# What is needed:
Copy all of the items below word for word, leaving out the pictures.

┌────────

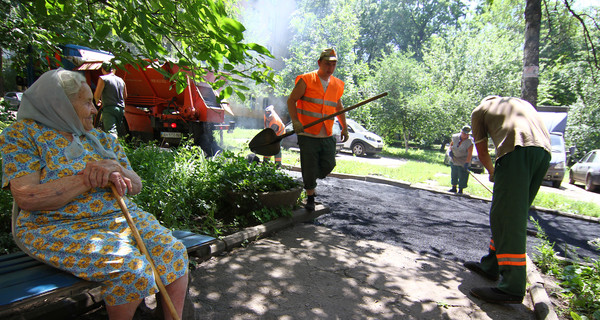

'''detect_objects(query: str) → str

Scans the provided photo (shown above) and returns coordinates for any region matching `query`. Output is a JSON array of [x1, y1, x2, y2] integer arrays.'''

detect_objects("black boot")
[[304, 194, 315, 211]]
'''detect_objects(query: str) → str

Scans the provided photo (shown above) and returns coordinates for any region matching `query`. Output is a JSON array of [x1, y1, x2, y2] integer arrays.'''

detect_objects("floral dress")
[[0, 120, 188, 305]]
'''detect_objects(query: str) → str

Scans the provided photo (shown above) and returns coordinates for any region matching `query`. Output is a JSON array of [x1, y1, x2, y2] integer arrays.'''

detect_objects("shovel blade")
[[248, 128, 281, 156]]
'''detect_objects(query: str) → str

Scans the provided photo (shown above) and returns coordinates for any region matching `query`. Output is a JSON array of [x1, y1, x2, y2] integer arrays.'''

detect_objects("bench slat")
[[0, 267, 84, 305], [0, 230, 215, 310]]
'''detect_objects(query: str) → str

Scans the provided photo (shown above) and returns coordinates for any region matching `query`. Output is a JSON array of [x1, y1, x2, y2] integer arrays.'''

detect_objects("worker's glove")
[[292, 120, 304, 133], [341, 128, 350, 142]]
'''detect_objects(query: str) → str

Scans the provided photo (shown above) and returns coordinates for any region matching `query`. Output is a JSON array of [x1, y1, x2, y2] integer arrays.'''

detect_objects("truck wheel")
[[191, 122, 221, 157], [585, 174, 596, 191], [552, 180, 562, 189], [352, 142, 366, 157], [569, 170, 575, 184]]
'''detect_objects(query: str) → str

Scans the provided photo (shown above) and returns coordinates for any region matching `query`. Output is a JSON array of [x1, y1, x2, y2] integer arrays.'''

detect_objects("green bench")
[[0, 230, 215, 320]]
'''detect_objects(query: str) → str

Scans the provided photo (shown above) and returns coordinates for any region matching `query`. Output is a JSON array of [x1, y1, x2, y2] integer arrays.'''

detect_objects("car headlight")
[[554, 161, 565, 169]]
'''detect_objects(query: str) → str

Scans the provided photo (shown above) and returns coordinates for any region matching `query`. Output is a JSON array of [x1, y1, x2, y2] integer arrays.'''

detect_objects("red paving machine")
[[65, 47, 233, 156]]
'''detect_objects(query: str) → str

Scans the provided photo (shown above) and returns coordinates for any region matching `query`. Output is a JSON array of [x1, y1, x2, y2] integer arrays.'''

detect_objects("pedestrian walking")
[[287, 49, 348, 211], [464, 96, 551, 304], [94, 62, 127, 137], [448, 125, 473, 194]]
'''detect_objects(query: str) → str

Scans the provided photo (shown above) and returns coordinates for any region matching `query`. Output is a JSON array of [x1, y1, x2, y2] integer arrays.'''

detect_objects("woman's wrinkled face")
[[71, 84, 98, 131]]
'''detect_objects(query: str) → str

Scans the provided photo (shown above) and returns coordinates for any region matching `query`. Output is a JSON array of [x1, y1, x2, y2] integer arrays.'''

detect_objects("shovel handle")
[[292, 92, 387, 139]]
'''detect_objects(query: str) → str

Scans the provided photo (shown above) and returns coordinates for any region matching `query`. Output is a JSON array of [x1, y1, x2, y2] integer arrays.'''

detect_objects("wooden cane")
[[110, 183, 180, 320]]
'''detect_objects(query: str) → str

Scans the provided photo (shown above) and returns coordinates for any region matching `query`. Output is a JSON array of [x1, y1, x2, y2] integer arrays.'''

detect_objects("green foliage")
[[357, 0, 465, 64], [531, 218, 600, 320], [127, 144, 299, 235]]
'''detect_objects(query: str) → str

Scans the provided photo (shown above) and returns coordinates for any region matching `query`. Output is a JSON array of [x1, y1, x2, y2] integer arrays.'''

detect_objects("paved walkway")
[[190, 224, 535, 320]]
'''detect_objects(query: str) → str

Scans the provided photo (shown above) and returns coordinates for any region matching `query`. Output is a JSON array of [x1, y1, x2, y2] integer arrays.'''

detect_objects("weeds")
[[531, 218, 600, 320]]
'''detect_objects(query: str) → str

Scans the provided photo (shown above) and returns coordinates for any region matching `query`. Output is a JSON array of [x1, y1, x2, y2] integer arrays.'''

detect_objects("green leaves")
[[0, 0, 272, 94]]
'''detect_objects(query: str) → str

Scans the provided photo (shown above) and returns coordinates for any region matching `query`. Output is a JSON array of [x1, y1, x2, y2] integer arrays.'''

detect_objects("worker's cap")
[[319, 48, 337, 61]]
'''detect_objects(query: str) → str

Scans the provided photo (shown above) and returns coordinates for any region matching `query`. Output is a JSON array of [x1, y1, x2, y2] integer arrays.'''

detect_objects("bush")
[[0, 142, 299, 254], [126, 145, 299, 236]]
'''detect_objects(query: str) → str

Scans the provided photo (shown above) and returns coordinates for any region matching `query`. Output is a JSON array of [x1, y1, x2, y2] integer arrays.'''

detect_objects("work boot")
[[463, 261, 500, 281], [304, 195, 315, 211]]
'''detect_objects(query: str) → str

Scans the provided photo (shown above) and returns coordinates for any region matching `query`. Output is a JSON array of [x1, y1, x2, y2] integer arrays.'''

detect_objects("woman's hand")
[[109, 172, 133, 197], [78, 160, 123, 190]]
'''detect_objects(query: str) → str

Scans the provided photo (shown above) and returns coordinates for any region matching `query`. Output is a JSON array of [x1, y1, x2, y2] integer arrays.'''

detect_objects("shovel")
[[249, 92, 387, 156]]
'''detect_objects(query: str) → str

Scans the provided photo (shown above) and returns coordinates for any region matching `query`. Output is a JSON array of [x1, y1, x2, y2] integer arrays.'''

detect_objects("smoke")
[[225, 0, 296, 128], [240, 0, 296, 70]]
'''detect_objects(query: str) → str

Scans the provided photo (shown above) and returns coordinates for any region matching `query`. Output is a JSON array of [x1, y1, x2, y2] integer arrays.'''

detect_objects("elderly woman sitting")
[[0, 69, 188, 319]]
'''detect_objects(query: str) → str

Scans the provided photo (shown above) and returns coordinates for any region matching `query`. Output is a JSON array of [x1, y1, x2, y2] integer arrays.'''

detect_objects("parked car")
[[569, 149, 600, 191], [544, 132, 567, 188], [281, 121, 343, 153], [444, 144, 485, 173], [4, 92, 23, 110], [334, 118, 383, 156]]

└────────

# Exercise response:
'''detect_objects(query: str) → str

Scans the provided photo (shown above) and returns coordinates for any region matching `query`. Output is a JSON array of [x1, y1, x2, y2] integer arrays.'''

detect_objects("black boot")
[[304, 194, 315, 211]]
'''detect_objects(query: str) → str

Scans the provided photo (shown above) and returns coordinates for any region matching `query`. Output is a JSON array of [x1, y1, x2, y2] integer arrays.'''

detect_objects("floral dress")
[[0, 120, 188, 305]]
'''detect_objects(query: str) → str

Scans the provided photo (shown above) and returns coordinates for any region matching `query`. Output is a JSON array of [x1, y1, x2, y2] integer arrays.'''

detect_objects("shovel blade")
[[248, 128, 281, 156]]
'''detect_objects(query: str) → str

Scans the provided photo (shown above) and returns coordinates for any region matching `query`. Output is a JSON array of [x1, y1, x2, y2] integer arrays.'''

detect_objects("bench slat")
[[0, 267, 84, 305], [0, 230, 215, 310]]
'''detect_objects(query: str) → str

Scans the provided photo (shown above) and returns coordinates for any region matching `query`. Output is a JSON array of [x1, y1, x2, y2] integer arrays.'''

detect_objects("worker's glove")
[[292, 120, 304, 133], [341, 128, 350, 142]]
'''detect_objects(query: str) → str

Scans the provided photo (shown above) and returns coordinates for any region matching `query`. Output is a JSON array of [x1, y1, x2, y2] integer arrays.'''

detect_objects("truck wheel")
[[191, 122, 221, 157], [585, 174, 596, 191], [552, 180, 562, 189], [352, 142, 366, 157], [569, 170, 575, 184]]
'''detect_objects(query: str) → str

Scans the provided photo (shown above) and returns coordinates for any region matching `query`. Output is a JSON array of [x1, y1, x2, y2] integer arrays.'''

detect_objects("green bench")
[[0, 230, 215, 320]]
'''detect_objects(query: str) → str

Scans the provided photo (shown above) and returns coordinates for any region matching `query`. Output is a JSON array of [x1, y1, x2, y2] integer arrays.'''

detect_objects("car headlight")
[[554, 161, 565, 169]]
'''detect_objects(query: str) → str

Scans the provided photo (shown above) and returns coordinates for any region matching `query`. Output is a JSON array of [x1, y1, x2, y2] integer arrays.'''

detect_objects("red paving machine")
[[65, 47, 233, 156]]
'''detect_objects(query: str) → str

Scans the provided photo (shown above) and returns coordinates for any region matching `query`. Output is a JSON array of [x1, y1, x2, y2] integer arrays.'''

detect_objects("pedestrian walking")
[[287, 49, 348, 211], [464, 96, 551, 304], [94, 62, 127, 137], [448, 125, 473, 194]]
'''detect_objects(query: str) → str

Scans the provided photo (shown above) and returns coordinates for any region matching `query`. Output is a JSON array of [x1, y1, x2, y2] integer arrays.'''

detect_objects("woman's wrinkled face")
[[71, 84, 98, 131]]
'''detect_objects(query: str) → str

Scans the provided photo (shown above) and returns coordinates for any region matching `query`. Output is a JSON array of [x1, y1, x2, y2] integer arrays.'''

detect_objects("shovel handle")
[[292, 92, 387, 139]]
'''detect_objects(query: str) → str

Scans the provided photo (shown above) and returns coordinates for any region matching `query`. Output is a JSON array of [x1, y1, x2, y2] integer arrays.'''

detect_objects("wooden cane")
[[110, 183, 180, 320]]
'''detect_objects(query: str) → str

Scans the provided photo (shown above) and returns coordinates for any region matching `query`. Output is a JSON array of [x1, y1, x2, y2] integer arrays.'''

detect_objects("green foliage")
[[357, 0, 465, 64], [531, 218, 600, 320], [127, 144, 299, 235]]
'''detect_objects(query: str) → str

Scans the provided photo (shown above) and returns coordinates for any region matching `query`. Output is a JSON array of [x1, y1, x2, y2] integer arrays.'''

detect_objects("paved walkway")
[[190, 224, 535, 320]]
'''detect_objects(query: str) → str

Scans the provided photo (shown above) and returns coordinates for any region matching `query`. Output is a JSON array of [x1, y1, x2, y2] integer arrays.'''

detect_objects("weeds")
[[531, 218, 600, 320]]
'''detect_objects(query: str) → str

Scans the provided photo (shown above) and returns coordinates for any region matching `query`. Output is a JSON array of [x1, y1, x2, y2] integer arrays.'''

detect_objects("green leaves")
[[0, 0, 272, 94]]
'''detect_objects(query: str) → str

Scans the provided photo (shown above) and returns coordinates for any region matching `query`. Output is a JSON array of [x1, y1, x2, y2] integer arrays.'''

detect_objects("worker's cap")
[[319, 48, 337, 61]]
'''detect_objects(query: str) → str

Scans the provided photo (shown above) and returns coordinates for any region matching `query`. Output is a JSON array of [x1, y1, x2, y2] integer arrays.'''

detect_objects("bush")
[[0, 142, 299, 254], [126, 145, 299, 236]]
'''detect_objects(query: str) → str

Scans the provided photo (shown above) and returns coordinates for any region matching `query`. Output is a JSON array of [x1, y1, x2, y2] integer arrays.'''

detect_objects("work boot")
[[463, 261, 500, 281], [304, 195, 315, 211]]
'''detect_objects(query: str) → str

Scans the provided photo (shown above) and returns coordinates for any region matching `query`. Output is a JSON array of [x1, y1, x2, y2] integer arrays.'''

detect_objects("woman's hand")
[[109, 172, 133, 197], [78, 160, 123, 190]]
'''detect_objects(query: str) → str

Scans the provided photo (shown above) and returns coordinates for any region matching `query`. Output is a JSON array of [x1, y1, x2, y2] integer arrays.'''

detect_objects("shovel")
[[249, 92, 387, 156]]
'''detect_objects(query: str) → str

Scans the provided photo (shown above) and returns coordinates for any region matching `query`. Output is a JSON array of [x1, y1, x2, y2] integer arrays.'''

detect_objects("smoke")
[[225, 0, 296, 128], [240, 0, 296, 70]]
'''detect_objects(query: str) → str

Scans the provided photo (shown above) and returns coordinates for any region matching `query`. Output is a JSON array of [x1, y1, x2, y2] integer arrays.'''

detect_objects("elderly woman sitting")
[[0, 69, 188, 319]]
'''detect_objects(query: str) → str

Scans the provided photo (shown above) and returns coordinates for any region matching `query`. Output is a JSON array of [x1, y1, x2, y2] integer arrays.'''

detect_objects("parked car")
[[569, 149, 600, 191], [544, 132, 567, 188], [281, 121, 343, 153], [444, 144, 485, 173], [4, 92, 23, 110], [334, 118, 383, 156]]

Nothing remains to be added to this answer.